# TASK PROMPT
Below is a block of records; reproduce all of them exactly and leave out any pictures.

>> start

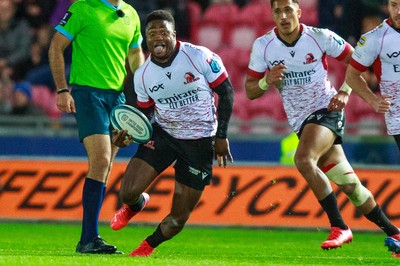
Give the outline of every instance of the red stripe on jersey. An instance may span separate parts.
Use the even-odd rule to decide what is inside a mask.
[[[368,67],[361,65],[356,60],[354,60],[354,58],[350,59],[350,65],[360,72],[364,72],[368,69]]]
[[[375,59],[374,63],[372,64],[372,69],[374,70],[376,79],[378,80],[378,82],[381,82],[381,78],[382,78],[382,61],[381,59],[378,57]]]
[[[250,68],[247,69],[247,75],[256,79],[262,79],[265,73],[256,72]]]
[[[346,56],[350,53],[350,51],[351,51],[351,45],[349,43],[346,43],[346,47],[344,48],[343,52],[338,57],[336,57],[336,59],[339,61],[343,61],[346,58]]]
[[[214,89],[214,88],[218,87],[218,85],[221,84],[227,78],[228,78],[228,73],[225,71],[216,80],[214,80],[213,82],[208,83],[208,84],[210,85],[211,89]]]
[[[151,106],[154,105],[153,99],[149,99],[148,102],[139,102],[139,101],[136,101],[136,103],[137,103],[137,105],[138,105],[140,108],[149,108],[149,107],[151,107]]]

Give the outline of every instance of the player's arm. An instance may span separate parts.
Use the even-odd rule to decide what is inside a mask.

>> end

# SOLUTION FOR THIS PROBLEM
Give the outline of every instance of the red stripe on jersey. An instance may span separate parts.
Use the even-odd rule to decide what is inside a mask.
[[[368,67],[361,65],[356,60],[354,60],[354,58],[350,59],[350,65],[360,72],[364,72],[368,69]]]
[[[375,59],[374,63],[372,64],[372,69],[374,70],[376,79],[378,80],[378,82],[381,82],[381,78],[382,78],[382,61],[381,59],[378,57]]]
[[[250,68],[247,69],[247,75],[256,79],[262,79],[265,73],[256,72]]]
[[[346,56],[350,53],[350,51],[351,51],[351,45],[349,43],[346,43],[346,47],[344,48],[343,52],[338,57],[336,57],[336,59],[339,61],[343,61],[346,58]]]
[[[214,89],[214,88],[218,87],[218,85],[221,84],[227,78],[228,78],[228,73],[225,71],[216,80],[214,80],[213,82],[208,83],[208,84],[210,85],[211,89]]]
[[[151,106],[154,105],[153,99],[149,99],[148,102],[139,102],[139,101],[136,101],[136,103],[137,103],[137,105],[138,105],[140,108],[149,108],[149,107],[151,107]]]

Give the outline of every instance of the player's arm. An instance may span separate parts.
Use the even-odd rule to decide what is inside a mask.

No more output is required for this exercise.